- [Directions] Copy each of the rows below word for word, keeping every line in its original order.

- [Stored records]
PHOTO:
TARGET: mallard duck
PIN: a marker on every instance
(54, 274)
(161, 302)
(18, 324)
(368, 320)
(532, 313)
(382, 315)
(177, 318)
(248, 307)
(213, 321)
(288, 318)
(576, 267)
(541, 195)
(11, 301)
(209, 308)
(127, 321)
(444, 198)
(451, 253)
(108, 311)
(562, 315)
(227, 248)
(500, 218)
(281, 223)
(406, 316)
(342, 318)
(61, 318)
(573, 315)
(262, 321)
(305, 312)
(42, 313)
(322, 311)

- [Result of the task]
PHOTO:
TARGET: mallard duck
PIN: a marker on every instance
(54, 274)
(161, 302)
(18, 324)
(368, 320)
(532, 313)
(382, 315)
(177, 318)
(248, 307)
(213, 321)
(288, 318)
(576, 267)
(541, 195)
(11, 301)
(209, 308)
(127, 321)
(444, 198)
(451, 253)
(108, 311)
(562, 315)
(227, 248)
(500, 218)
(281, 223)
(406, 316)
(342, 318)
(61, 318)
(573, 315)
(262, 321)
(305, 312)
(42, 313)
(322, 311)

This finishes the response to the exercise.